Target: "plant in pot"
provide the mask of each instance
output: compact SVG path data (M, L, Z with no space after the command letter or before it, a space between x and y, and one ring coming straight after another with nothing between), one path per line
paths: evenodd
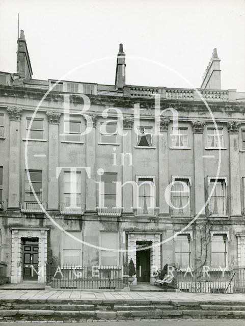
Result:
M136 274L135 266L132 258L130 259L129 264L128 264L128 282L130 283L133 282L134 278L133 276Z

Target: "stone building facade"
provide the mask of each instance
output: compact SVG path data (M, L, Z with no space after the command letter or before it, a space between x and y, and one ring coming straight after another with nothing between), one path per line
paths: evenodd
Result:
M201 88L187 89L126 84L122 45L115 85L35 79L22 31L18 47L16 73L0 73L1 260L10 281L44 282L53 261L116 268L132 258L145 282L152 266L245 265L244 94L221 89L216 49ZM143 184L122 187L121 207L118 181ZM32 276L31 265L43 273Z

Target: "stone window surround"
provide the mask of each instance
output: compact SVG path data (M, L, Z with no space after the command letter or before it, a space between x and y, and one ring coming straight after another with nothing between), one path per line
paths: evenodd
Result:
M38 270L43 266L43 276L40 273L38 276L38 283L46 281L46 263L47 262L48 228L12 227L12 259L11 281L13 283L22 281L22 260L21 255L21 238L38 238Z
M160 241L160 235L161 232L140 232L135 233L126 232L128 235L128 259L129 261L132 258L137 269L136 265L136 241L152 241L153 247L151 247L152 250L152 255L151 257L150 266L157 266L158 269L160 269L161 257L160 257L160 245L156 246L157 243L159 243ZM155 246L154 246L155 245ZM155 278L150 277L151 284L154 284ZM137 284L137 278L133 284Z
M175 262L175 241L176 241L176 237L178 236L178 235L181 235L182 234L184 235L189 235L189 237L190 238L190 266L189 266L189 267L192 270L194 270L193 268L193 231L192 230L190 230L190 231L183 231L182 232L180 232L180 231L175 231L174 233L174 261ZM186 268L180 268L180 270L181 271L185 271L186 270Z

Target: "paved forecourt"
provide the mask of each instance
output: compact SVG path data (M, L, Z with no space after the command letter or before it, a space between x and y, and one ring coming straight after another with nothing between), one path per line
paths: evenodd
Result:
---------------
**Problem details**
Leave the pictures out and copy the rest of the data exactly.

**Task output**
Target: "plant in pot"
provide the mask of each instance
output: compact SVG path data (M, L, Z with no space after the command letter or before it, a space between x and y, and one ring coming straight after another with nothing between), one path per line
paths: evenodd
Result:
M136 274L135 266L132 258L130 259L129 264L128 264L128 282L130 283L133 282L134 278L133 276Z

Target: "stone building facade"
provide the mask of each instance
output: compact SVG path data (M, L, Z with no space after the command letter or before it, a space between x and y, and one ring coming straight after another with nothing between), one path per line
paths: evenodd
Result:
M201 88L187 89L126 84L122 45L115 85L35 79L22 31L18 47L16 73L0 73L1 260L10 281L44 282L53 261L116 268L132 258L145 282L152 266L245 265L244 94L221 89L216 49ZM143 184L122 187L121 207L118 181ZM32 276L31 265L43 273Z

Target: "stone window surround"
provide the mask of each instance
output: compact SVG path data (M, L, Z with no space after the command letter or before it, a space between x and y, and one ring coming straight after another with nothing between), one path per line
paths: evenodd
Result:
M38 270L43 266L43 276L40 273L38 276L38 283L46 281L46 263L47 262L48 228L12 227L12 259L11 281L13 283L22 281L22 260L21 255L21 238L38 238Z
M160 241L160 235L161 232L140 232L135 233L126 232L128 235L128 259L129 261L132 258L137 269L136 265L136 241L152 241L153 247L151 247L152 250L152 255L151 257L150 266L157 266L158 269L160 269L161 257L160 257L160 245L156 246L157 243L159 243ZM155 246L154 246L155 245ZM155 278L150 277L151 284L154 284ZM137 284L137 278L133 284Z
M175 262L175 241L176 241L176 237L178 236L178 235L181 235L182 234L184 235L189 235L189 237L190 238L190 266L189 266L189 267L192 270L194 270L193 268L193 231L192 230L190 230L190 231L183 231L182 232L180 232L180 231L175 231L174 233L174 261ZM186 268L180 268L180 270L181 271L185 271L186 270Z

Target: "paved forecourt"
provide the mask of each instance
output: compact SVG path data (M, L, Z with no space after the command letter or before it, a space between x and y, and one ring coming straight after another with nothing between), one path per line
paths: evenodd
Result:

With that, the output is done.